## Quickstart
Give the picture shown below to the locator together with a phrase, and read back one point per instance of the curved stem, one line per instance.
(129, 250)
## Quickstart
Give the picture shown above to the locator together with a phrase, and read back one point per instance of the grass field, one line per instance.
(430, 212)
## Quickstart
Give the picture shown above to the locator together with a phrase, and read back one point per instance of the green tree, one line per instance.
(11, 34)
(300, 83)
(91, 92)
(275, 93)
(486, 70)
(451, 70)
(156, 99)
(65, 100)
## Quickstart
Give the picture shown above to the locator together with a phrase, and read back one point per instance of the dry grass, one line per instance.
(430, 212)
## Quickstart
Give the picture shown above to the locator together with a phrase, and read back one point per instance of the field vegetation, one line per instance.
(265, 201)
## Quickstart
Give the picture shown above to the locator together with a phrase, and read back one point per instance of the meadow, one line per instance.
-*-*-
**TASK DESCRIPTION**
Copy every line of the records above, keeping all wording as it is but shifting each coordinate by adding 24 to both of its numbers.

**RESPONSE TO THIS TASK**
## Quickstart
Give the picture shown below to the locator together with a phrase, and read back one point per instance of the curved stem, one line per instance.
(153, 274)
## Quickstart
Give the picture shown above to the locator together with a phrase, and read back one point per instance of the grass field, one line per instance.
(454, 236)
## Quickstart
Give the picture shown above to the locator together with a phrase, and read back one point per instance of the green tree, one line per instance.
(35, 58)
(324, 107)
(115, 116)
(299, 117)
(510, 94)
(475, 94)
(180, 123)
(89, 124)
## Quickstart
Give the picture shown above to the locator together with a phrase, and read back one point per instance of the dry grass, one line per instance.
(454, 236)
## Quickstart
Give the picture shown above to the locator together with a phrase, and read back one point per instance of the field vegetation, one line per instance.
(289, 225)
## Quickstart
Give the picture shown above to the locator together with a phrase, and read back one point per instance of the meadow, one line per instance.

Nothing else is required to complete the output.